-- TEXT EXTRACT --
########

Theorem conjnmzb 19187

Description: Alternative condition for elementhood in the normalizer. (Contributed by Mario Carneiro, 18-Jan-2015.)

Hypotheses

Ref	Expression
conjghm.x	⊢ 𝑋 = (Base‘𝐺)
conjghm.p	⊢ + = (+g‘𝐺)
conjghm.m	⊢ − = (-g‘𝐺)
conjsubg.f	⊢ 𝐹 = (𝑥 ∈ 𝑆 ↦ ((𝐴 + 𝑥) − 𝐴))

########

-- PROBLEM DESCRIPTION --
Retype the stretch of the normalizer theorem entry from "Description: Alternative condition" through "𝑋 = (Base‘𝐺)", keeping every character unchanged.

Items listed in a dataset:
########

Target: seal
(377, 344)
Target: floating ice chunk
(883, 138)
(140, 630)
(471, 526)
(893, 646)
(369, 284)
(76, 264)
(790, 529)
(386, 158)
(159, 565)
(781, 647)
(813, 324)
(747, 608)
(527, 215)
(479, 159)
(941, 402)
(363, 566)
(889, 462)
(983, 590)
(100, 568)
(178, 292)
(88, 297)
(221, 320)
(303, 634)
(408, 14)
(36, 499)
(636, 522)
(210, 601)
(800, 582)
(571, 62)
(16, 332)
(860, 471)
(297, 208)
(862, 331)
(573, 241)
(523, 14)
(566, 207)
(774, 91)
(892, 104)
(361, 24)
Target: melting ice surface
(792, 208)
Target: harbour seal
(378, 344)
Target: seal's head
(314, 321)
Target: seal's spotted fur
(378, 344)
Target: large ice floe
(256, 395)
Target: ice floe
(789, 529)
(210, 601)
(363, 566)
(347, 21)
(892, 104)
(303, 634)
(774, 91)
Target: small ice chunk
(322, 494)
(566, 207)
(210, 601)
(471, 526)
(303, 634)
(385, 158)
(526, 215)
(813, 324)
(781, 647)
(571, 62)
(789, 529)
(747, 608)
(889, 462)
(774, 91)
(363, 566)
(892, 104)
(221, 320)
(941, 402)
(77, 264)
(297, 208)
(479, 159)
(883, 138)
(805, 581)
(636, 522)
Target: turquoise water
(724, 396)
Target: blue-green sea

########

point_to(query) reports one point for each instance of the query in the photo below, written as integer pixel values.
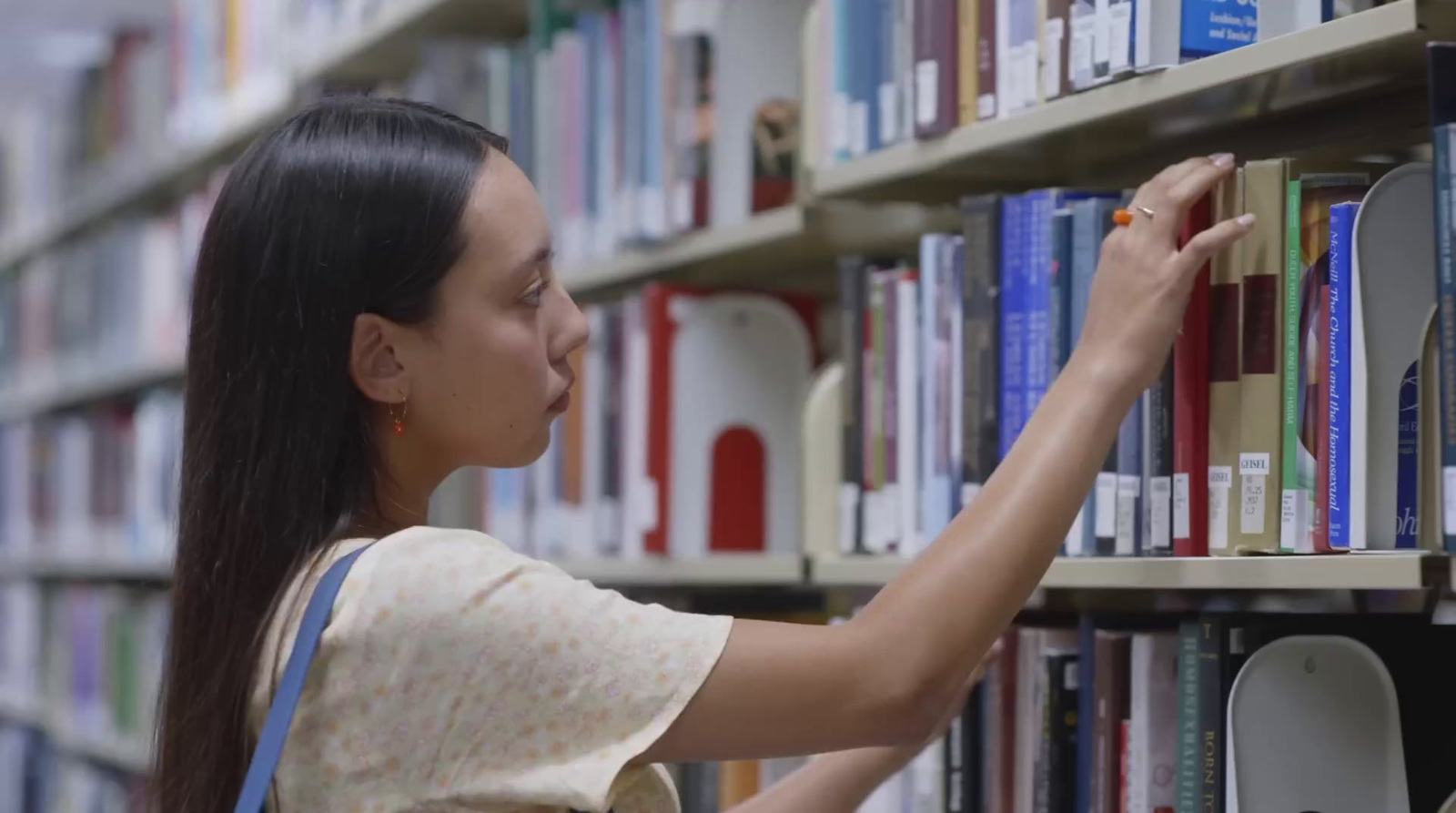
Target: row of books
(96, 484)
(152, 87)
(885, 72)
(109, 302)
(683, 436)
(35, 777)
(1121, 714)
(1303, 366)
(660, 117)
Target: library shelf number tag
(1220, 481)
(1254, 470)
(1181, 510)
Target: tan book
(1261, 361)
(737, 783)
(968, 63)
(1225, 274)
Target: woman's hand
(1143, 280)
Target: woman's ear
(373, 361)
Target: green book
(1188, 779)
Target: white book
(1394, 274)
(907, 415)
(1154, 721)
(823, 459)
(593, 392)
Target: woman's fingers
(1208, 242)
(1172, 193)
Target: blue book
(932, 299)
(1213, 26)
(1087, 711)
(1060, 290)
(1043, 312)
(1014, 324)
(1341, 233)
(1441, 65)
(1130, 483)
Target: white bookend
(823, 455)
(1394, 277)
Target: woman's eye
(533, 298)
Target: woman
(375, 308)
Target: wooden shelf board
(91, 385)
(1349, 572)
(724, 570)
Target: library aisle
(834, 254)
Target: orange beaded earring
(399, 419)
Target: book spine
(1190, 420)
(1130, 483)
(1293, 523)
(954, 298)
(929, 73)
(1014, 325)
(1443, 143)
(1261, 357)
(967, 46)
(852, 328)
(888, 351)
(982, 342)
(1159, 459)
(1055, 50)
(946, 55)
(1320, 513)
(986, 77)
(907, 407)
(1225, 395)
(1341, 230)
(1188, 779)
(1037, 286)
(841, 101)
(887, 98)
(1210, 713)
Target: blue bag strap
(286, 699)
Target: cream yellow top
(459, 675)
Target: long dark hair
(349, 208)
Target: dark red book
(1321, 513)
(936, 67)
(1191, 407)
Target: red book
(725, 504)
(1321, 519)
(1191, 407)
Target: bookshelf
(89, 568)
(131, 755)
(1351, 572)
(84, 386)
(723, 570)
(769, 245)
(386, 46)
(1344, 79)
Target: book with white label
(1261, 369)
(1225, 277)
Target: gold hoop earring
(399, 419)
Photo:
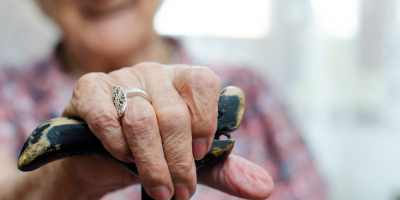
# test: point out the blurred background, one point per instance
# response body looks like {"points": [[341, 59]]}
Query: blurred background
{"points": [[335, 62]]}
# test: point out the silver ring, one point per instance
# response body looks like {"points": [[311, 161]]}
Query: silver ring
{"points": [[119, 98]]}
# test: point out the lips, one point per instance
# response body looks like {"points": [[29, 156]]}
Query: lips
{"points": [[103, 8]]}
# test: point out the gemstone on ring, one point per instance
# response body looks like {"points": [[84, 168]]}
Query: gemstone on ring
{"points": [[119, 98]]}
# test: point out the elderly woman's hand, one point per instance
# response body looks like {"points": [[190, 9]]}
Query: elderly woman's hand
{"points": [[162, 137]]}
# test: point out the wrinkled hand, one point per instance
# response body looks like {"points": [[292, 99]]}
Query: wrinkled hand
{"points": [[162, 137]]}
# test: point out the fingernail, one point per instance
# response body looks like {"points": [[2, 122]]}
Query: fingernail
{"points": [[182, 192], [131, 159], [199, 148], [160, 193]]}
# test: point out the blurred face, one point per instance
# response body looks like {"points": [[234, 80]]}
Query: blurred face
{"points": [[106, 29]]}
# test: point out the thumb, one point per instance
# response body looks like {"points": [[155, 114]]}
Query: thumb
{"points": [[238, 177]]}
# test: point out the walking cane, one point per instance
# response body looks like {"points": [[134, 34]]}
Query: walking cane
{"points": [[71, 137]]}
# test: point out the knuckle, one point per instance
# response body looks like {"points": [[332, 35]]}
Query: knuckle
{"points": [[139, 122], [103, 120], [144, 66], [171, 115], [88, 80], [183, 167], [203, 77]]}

########

-- FINAL RESULT --
Description: Alternative condition for elementhood in the normalizer. (Contributed by Mario Carneiro, 18-Jan-2015.)

Hypotheses

Ref	Expression
conjghm.x	⊢ 𝑋 = (Base‘𝐺)